▸ The task
Condense the paragraph in the Eric Guido interview that begins "Eric Guido is an American writer" into a short bulleted list that keeps its main facts.
— START Text extract —
Eric Guido, Vinous

Eric Guido, Vinous

Turning the Tables – Interviewing the Interviewers” is a Q&A series profiling Wine Writers. We hope you’ll discover more about the wine writers you know, and learn about many others. The objective of this project is to understand and develop working relationships with journalists. After all, they are the ones who help tell our stories, review our wines, and potentially provide media coverage. You can do this by learning their wine and writing backgrounds, story and personal interests, palate preferences, writing challenges, and pet peeves. This is part of an ongoing series that will be featured monthly by Wine Industry Advisor.

Eric Guido is an American writer and lecturer who found his way in New York City’s restaurants and upscale private kitchens. His writing and photography skills were first witnessed in the annual catalogs published by Morrell Wine, a major accomplishment within the industry. Today, he continues his work as a wine critic and editor at Vinous Media, covering Italy, Slovenia, Washington state, Oregon and Paso Robles.

How did you come to wine, and wine writing? Was Snooth your first (wine) writing gig?

Snooth was my first paid column, but my love of wine started long before that. In 2005, I worked as a chef while still attending elective classes at my culinary school to round out my education. One of those courses was an introduction to fine wine. Ironically, I almost didn’t attend due to a heavy schedule that day. Luckily, my wife stepped in and reminded me of how I would only be cheating myself.

That class was an eye-opening moment. It was the first time that I was served wine that was properly stored, in the right glass and with some maturity. Not only that, but the data, including terroir and the unique attributes of each variety, thrilled me. The geek in me went crazy for it, and before long, pairing food and wine became one of my passions. The writing came as a way to keep track of my work with recipe testing and tastings that I would organize. That was when Snooth came along. The editor at that time read my work through the message board of a well-known wine publication and reached out to offer me a job.

What are your primary story interests?

For me, it’s an appreciation of everything that goes into the creation of the items that I’m writing about. Whether it’s music, cuisine or wine, I have a need to understand the story behind it, the history and the passion that inspired its maker. This also relates to terroir, the combination of the season, the soils, the farming and, in the case of wine, the winemaking. My primary story interests are in communicating those same details to the reader so that they not only get to enjoy the topic at face value but fully understand how it came to be and why it’s special beyond the bottle and the label.

You’ve been at Vinous for more than 4 years now. How did you get your start?
— END Text extract —
— START Provided data —
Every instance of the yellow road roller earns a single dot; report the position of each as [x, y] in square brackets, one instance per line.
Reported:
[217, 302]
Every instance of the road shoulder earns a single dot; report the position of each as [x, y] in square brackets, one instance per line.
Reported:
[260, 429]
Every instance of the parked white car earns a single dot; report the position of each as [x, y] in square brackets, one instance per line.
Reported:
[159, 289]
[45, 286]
— END Provided data —
▸ Written answer
- American writer and lecturer who found his way in New York City's restaurants and upscale private kitchens
- His writing and photography first appeared in Morrell Wine's annual catalogs, a major accomplishment in the industry
- Now a wine critic and editor at Vinous Media, covering Italy, Slovenia, Washington state, Oregon and Paso Robles